(Saved data entries)
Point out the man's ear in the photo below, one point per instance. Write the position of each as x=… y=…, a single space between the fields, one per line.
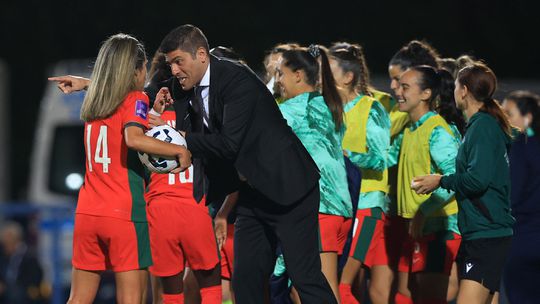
x=202 y=55
x=298 y=76
x=426 y=94
x=348 y=77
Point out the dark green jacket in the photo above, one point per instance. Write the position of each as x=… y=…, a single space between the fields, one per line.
x=482 y=180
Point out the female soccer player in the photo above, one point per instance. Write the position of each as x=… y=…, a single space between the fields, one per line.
x=521 y=272
x=481 y=184
x=412 y=54
x=366 y=143
x=181 y=230
x=111 y=230
x=428 y=222
x=317 y=120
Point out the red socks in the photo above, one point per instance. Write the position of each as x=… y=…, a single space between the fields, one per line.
x=346 y=294
x=402 y=299
x=173 y=298
x=211 y=295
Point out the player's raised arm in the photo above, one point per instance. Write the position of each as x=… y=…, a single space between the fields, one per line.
x=69 y=83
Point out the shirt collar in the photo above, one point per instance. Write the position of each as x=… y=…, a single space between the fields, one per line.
x=206 y=78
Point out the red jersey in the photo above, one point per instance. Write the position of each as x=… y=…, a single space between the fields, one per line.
x=176 y=186
x=114 y=179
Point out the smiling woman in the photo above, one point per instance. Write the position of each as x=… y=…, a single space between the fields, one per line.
x=429 y=223
x=481 y=183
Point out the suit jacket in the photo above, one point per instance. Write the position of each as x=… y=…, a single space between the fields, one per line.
x=247 y=131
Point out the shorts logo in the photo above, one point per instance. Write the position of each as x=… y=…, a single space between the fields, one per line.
x=468 y=267
x=141 y=109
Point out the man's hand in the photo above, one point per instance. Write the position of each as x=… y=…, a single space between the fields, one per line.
x=154 y=121
x=220 y=229
x=184 y=160
x=163 y=100
x=69 y=84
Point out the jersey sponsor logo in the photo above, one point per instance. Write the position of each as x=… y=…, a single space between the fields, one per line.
x=468 y=267
x=141 y=109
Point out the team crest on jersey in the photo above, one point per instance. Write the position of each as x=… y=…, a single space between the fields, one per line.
x=141 y=109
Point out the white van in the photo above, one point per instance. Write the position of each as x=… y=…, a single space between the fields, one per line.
x=57 y=171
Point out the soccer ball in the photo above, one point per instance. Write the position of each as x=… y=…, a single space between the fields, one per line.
x=160 y=164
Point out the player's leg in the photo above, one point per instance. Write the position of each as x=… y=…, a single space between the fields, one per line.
x=84 y=286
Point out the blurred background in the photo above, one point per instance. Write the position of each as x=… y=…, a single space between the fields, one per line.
x=41 y=154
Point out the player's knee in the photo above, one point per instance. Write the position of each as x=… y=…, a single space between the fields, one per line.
x=379 y=294
x=129 y=298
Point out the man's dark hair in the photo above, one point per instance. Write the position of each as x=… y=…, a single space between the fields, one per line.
x=187 y=38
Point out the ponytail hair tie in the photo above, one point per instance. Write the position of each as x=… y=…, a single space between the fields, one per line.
x=314 y=50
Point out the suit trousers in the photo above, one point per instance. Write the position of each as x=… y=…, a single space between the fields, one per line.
x=260 y=225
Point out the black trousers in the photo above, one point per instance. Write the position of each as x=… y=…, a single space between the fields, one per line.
x=260 y=224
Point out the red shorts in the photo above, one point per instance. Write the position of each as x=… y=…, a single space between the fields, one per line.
x=397 y=231
x=180 y=233
x=333 y=232
x=369 y=241
x=106 y=243
x=432 y=253
x=227 y=254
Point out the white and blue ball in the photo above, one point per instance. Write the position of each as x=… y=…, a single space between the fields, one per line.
x=157 y=163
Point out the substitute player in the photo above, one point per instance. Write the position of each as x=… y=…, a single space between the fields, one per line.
x=317 y=120
x=111 y=230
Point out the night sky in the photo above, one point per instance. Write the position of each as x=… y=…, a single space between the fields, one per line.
x=36 y=34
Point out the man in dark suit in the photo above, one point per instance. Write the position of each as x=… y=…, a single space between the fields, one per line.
x=237 y=127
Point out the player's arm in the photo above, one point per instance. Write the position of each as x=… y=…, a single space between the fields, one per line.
x=69 y=83
x=137 y=140
x=220 y=221
x=240 y=95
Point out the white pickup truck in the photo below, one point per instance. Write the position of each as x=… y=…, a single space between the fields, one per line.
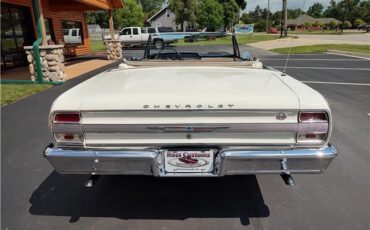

## TASK
The entries must be written out again unchanged. Images are to be left out.

## RESULT OF THIS TASK
Point out the man's ear in the photo below, one point per instance. Write the position of each as x=… y=…, a single space between the fields, one per line.
x=202 y=55
x=298 y=76
x=426 y=94
x=348 y=77
Point out the dark green jacket in the photo above, one point per instance. Write the position of each as x=… y=…, a single space between the fields, one per line.
x=482 y=180
Point out the female soccer player in the photo above, one point per instance. Write the position of each as x=… y=…, a single space between the fields, one per line.
x=521 y=272
x=481 y=184
x=412 y=54
x=366 y=143
x=181 y=230
x=111 y=230
x=428 y=222
x=317 y=120
Point out the red socks in the photo above, one point per instance. Write the position of each as x=… y=…, a single space between the fields, one per line.
x=346 y=294
x=402 y=299
x=173 y=298
x=211 y=295
Point out the player's raised arm in the photo above, one point per instance. Write the position of each as x=… y=…, a single space between the fields, one per line.
x=69 y=83
Point out the shirt collar in the photo above, one point per instance. Write the position of each as x=… y=…, a single space between the fields, one per line.
x=206 y=78
Point out the red jersey in the photo above, one point per instance. Write the position of each as x=… y=…, a single space between the fields, one per line.
x=176 y=186
x=114 y=179
Point out the smiling woman in the photo above, one point per instance. Write the position of each as x=… y=…, a single space between the fields, one per line.
x=429 y=223
x=481 y=183
Point out the suit jacket in the photo above, one point per instance. Write the position of each as x=… y=…, a single space between the fields, one per line.
x=247 y=131
Point out the shorts logo in the photo above, one point per instance. Write the position of each as x=… y=…, a single space between the fields, one per line.
x=468 y=267
x=141 y=109
Point out the man's hand in the photo above, one point per instance. Write the position of each as x=… y=…, a single space between the fields, one per line.
x=154 y=121
x=220 y=229
x=184 y=160
x=163 y=100
x=69 y=84
Point out the jersey sponsor logo in the photo above, one point per instance. Write the position of each as x=… y=…, a single space between the fields, one per line.
x=468 y=267
x=141 y=109
Point out the team crest on jersey in the photo above, one point per instance. Write the position of each as x=… y=…, a single space between the fields, one per line.
x=141 y=109
Point out the white van in the photo above, one point per instance. Write the position of each as x=… y=…, a single space between the fields, one per line.
x=57 y=171
Point out the soccer ball in the photo above, one point per instance. Write the position of each as x=… y=…, a single space between the fields, one per line.
x=160 y=164
Point out the player's leg in the photo above, one point per instance. Write the position of each as x=… y=…, a single space between the fields, one per line.
x=84 y=286
Point out the blurred background in the photo above, one point per instance. Write the position of each as x=… y=…, a single space between the fields, one per line.
x=41 y=154
Point out the player's knee in the photo above, one point per instance. Write the position of each as x=… y=…, a single space between the fields, one per line.
x=379 y=294
x=129 y=298
Point out the man's dark hair in the photo above, one point per instance. Write the position of each as x=… y=…, a single space between the fields, one per line.
x=187 y=38
Point out the ponytail hair tie in the photo above, one point per instance. Write the position of each as x=… y=…, a single space between the fields, one per line.
x=314 y=50
Point out the suit trousers in the photo above, one point per instance. Write the position of each as x=… y=…, a single space between the fields, one per line.
x=260 y=225
Point out the black trousers in the photo above, one point per instance. Write the position of each as x=… y=…, a single space between the fields, one per line.
x=260 y=224
Point out the red shorts in the photo above, one point per instance. Write the position of each as x=… y=…, a single space between the fields, one per line.
x=397 y=231
x=180 y=233
x=333 y=232
x=369 y=241
x=106 y=243
x=432 y=253
x=227 y=254
Point out the white and blue ball in the photo above, one point per instance. Write the position of each as x=… y=…, a single space between the fields, one per line.
x=157 y=163
Point out the substitute player in the photo above, one point per instance. Write the position of each as x=… y=…, a single space between the fields, one per line.
x=317 y=120
x=111 y=230
Point out the night sky in the photo above, one point per instance. Write the position of each as x=… y=…, a single space between the fields, one per line.
x=36 y=34
Point out the man in dark suit in the photo above, one point per instance. Write the position of each as x=… y=…, a single space between the fields, one per line.
x=237 y=127
Point out the player's arm in the photo above, one point per instance. Write the position of each as x=… y=…, a single space between the fields, one per line.
x=69 y=83
x=137 y=140
x=220 y=221
x=240 y=95
Point out the white pickup truck in the photo below, one point per instance. Write the position of each as x=… y=…, a single space between the fields, one per line.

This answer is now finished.